## Brief
Print the lines that begin with the one containing "Question: Mark the white" and end with the one containing "[197,647,608,858]", copying both of those lines and everything between them with no changes.

## Information provided
►

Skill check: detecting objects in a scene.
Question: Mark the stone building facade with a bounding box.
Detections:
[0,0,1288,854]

◄
►

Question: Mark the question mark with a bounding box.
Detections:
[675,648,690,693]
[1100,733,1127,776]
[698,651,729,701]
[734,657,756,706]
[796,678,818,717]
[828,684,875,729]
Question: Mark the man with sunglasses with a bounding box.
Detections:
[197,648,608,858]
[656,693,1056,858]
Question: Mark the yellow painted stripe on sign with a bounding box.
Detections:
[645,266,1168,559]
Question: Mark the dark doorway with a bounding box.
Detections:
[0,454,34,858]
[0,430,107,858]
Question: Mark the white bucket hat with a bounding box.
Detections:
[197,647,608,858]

◄

## Response
Question: Mark the white bucket hat with a bounding box.
Detections:
[197,647,608,858]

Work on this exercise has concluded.